[start Provided data]

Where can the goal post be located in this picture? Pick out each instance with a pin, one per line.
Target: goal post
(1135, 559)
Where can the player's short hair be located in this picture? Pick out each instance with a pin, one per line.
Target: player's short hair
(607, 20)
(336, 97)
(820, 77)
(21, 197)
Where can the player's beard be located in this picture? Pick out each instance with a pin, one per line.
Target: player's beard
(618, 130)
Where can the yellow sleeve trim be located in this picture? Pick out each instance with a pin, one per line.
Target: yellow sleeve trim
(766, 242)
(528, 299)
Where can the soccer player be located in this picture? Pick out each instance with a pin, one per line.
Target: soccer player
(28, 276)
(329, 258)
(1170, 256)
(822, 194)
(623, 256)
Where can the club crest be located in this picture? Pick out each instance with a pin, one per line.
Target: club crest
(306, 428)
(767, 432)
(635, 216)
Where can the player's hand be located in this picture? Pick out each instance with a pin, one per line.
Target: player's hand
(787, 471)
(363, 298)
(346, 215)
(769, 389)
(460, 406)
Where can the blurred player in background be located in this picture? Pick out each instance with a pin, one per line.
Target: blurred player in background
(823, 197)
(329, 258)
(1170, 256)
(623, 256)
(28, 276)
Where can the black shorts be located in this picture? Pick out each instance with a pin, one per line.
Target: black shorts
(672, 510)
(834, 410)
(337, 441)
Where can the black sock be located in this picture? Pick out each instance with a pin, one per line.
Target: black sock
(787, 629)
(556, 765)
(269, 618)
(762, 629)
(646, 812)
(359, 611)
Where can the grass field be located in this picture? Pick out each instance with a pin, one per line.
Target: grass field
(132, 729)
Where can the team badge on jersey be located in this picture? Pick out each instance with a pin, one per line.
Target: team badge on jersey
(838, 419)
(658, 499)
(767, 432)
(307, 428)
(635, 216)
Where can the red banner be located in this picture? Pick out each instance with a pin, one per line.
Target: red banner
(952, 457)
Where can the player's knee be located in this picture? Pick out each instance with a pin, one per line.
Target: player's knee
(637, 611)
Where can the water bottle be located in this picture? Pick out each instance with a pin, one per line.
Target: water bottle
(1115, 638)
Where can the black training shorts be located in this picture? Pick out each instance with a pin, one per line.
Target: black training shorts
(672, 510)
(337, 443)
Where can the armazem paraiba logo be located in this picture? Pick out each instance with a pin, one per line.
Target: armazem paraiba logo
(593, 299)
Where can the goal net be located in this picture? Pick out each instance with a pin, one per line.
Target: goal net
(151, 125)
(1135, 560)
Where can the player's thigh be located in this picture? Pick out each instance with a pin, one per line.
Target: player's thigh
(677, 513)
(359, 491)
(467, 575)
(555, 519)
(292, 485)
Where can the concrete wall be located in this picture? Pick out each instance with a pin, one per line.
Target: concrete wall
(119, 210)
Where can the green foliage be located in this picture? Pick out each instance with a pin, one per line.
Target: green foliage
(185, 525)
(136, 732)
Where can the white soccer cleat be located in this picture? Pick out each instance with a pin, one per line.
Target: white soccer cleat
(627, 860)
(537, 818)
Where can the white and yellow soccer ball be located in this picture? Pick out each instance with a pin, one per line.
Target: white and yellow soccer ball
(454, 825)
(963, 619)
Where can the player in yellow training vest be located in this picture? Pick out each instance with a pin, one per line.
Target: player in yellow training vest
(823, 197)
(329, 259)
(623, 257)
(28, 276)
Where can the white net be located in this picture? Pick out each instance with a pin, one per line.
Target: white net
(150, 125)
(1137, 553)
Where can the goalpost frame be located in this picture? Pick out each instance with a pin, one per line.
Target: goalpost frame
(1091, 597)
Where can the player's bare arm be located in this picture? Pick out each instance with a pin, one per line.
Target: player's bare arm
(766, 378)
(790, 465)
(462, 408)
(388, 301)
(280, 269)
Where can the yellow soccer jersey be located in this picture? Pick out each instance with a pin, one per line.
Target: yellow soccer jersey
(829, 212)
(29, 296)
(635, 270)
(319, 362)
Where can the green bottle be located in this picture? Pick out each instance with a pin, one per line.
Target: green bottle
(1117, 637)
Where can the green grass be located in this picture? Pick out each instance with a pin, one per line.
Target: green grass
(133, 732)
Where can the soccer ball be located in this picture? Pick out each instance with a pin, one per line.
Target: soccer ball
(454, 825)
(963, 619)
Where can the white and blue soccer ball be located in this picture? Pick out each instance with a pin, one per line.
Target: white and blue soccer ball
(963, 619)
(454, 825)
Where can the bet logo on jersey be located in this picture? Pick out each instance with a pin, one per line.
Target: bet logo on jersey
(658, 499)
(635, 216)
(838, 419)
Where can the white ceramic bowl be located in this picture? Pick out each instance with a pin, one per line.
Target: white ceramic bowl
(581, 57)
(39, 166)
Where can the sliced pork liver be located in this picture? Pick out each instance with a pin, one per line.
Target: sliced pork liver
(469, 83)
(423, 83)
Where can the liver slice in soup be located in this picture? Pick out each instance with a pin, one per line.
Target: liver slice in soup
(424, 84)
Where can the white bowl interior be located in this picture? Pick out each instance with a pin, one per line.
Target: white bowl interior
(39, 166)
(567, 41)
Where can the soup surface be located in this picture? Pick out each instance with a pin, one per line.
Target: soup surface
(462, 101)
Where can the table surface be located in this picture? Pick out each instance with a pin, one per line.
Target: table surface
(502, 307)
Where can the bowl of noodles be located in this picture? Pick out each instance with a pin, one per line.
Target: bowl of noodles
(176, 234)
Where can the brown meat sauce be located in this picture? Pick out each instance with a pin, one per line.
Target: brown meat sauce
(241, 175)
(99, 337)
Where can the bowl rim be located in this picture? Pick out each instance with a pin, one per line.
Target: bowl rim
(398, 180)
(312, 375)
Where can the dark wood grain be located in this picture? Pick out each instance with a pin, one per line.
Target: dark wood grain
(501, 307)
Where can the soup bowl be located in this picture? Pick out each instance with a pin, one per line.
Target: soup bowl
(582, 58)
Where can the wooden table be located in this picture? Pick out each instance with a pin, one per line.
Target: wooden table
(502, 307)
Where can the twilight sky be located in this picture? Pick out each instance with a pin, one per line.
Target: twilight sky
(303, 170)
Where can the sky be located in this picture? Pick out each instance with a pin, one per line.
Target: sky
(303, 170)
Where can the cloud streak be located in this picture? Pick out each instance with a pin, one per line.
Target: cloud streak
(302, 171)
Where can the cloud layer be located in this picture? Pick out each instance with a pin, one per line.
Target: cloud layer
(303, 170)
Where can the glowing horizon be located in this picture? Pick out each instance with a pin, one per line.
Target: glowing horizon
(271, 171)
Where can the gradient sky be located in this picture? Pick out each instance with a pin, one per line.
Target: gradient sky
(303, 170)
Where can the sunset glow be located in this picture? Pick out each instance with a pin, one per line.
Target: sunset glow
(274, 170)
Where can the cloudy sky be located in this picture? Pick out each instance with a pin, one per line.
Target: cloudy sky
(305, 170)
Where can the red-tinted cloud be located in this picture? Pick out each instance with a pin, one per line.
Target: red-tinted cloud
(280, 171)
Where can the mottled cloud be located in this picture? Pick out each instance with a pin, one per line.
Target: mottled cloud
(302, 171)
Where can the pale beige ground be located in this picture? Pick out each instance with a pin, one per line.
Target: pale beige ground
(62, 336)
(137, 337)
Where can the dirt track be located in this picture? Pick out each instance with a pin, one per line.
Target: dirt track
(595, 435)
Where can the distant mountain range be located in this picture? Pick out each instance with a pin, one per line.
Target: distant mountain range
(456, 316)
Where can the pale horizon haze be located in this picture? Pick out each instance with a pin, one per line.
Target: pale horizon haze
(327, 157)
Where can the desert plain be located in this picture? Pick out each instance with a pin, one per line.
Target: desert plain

[end Provided data]

__Required work__:
Write out again the part of the records that opens with the line containing "Where can the gradient" and runs through the end of the records, requests included. Offset every coordinate in the answers by -83.

__Solved problem__:
Where can the gradient sky be located in this picture? Pick out each instance with a pin, one per line.
Target: gradient sky
(220, 87)
Where can the sunset glow be located in this picture? Pick out each instance with a pin, one per line.
Target: sunset glow
(191, 87)
Where can the cloudy sky be located in this picture? Pick out each instance with a pin, one per line.
Target: cloudy sky
(222, 87)
Where can the red-tinted cloud be located in this picture? Pick out each instance with a pin, one per line.
Target: red-tinted cloud
(197, 88)
Where can the mottled cloud be located in this picture? Pick out each instance with a pin, one per line.
Target: mottled cloud
(219, 88)
Where can the pale beige ground be located in this picture? Pick out each instance with a pin, one per line.
Target: pale beige ground
(-21, 253)
(54, 254)
Where can the dirt track be located in this picture? Pick out each instance with a pin, one per line.
Target: dirt track
(512, 352)
Where can the distant mountain range be located in this picture? Pick out each instance with a pin, one per line.
Target: distant mountain range
(373, 233)
Where can the pale horizon haze be located in this picture? Pick out each instance with a pin, one per line.
Target: pale horizon haze
(244, 74)
Where can the desert plain be located in this picture? Pick out each instance with a pin, one per line.
Target: desert plain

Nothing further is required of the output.